# The problem
Which lines in the entries below contain the word "cabinet"? Return each of those lines in full.

-------- Input rows --------

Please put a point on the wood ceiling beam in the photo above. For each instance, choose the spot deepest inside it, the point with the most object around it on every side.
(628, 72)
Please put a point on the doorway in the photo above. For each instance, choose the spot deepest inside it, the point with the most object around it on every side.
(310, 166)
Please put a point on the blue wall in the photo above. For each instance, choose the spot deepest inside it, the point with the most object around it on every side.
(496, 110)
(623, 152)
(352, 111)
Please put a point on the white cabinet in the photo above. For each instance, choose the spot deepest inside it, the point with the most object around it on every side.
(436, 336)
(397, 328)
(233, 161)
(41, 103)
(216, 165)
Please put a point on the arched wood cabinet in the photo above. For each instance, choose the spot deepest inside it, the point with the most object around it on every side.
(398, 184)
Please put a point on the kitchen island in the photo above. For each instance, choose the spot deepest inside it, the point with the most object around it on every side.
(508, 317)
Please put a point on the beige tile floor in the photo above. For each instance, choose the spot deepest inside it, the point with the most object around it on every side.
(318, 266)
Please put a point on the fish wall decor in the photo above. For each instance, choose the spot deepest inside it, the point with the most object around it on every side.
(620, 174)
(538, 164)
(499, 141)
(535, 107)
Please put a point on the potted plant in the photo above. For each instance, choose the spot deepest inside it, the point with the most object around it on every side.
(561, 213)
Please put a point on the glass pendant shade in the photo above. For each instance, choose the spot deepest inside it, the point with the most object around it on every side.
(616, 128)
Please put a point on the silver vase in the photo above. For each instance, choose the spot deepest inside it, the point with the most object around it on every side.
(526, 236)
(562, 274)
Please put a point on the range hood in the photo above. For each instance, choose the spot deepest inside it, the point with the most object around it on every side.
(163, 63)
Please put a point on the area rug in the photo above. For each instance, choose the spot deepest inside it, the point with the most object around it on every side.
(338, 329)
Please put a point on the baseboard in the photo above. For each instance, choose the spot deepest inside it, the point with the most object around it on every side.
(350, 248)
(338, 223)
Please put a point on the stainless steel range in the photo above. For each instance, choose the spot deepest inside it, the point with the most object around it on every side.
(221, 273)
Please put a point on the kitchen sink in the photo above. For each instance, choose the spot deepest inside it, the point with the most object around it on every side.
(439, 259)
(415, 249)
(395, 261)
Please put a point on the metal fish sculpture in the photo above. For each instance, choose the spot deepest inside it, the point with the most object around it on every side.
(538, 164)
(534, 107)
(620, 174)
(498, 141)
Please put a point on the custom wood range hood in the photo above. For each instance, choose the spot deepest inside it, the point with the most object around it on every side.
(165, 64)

--------
-------- Input rows --------

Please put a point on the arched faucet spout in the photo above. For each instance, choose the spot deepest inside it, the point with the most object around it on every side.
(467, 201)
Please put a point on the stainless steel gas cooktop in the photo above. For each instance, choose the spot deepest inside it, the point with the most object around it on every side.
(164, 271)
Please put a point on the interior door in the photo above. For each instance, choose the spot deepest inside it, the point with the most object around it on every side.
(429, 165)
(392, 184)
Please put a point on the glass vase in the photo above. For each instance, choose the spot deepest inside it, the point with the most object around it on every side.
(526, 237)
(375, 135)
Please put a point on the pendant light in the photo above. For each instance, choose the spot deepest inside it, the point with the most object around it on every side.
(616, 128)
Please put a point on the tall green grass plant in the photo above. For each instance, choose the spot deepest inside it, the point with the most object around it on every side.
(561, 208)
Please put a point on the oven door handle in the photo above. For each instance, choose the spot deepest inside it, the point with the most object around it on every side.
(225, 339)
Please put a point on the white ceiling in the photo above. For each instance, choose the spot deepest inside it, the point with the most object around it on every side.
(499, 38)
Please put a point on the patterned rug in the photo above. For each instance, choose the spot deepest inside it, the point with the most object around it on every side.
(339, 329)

--------

# Result
Please put a point on the white cabinet in the photo above. For each instance, choose the spot deepest inside it, the point with the most object around it on every side.
Please put a point on the arched wood cabinet in the photo above. For each instance, choose the spot deepest inside it, the point with the most object around it on every side.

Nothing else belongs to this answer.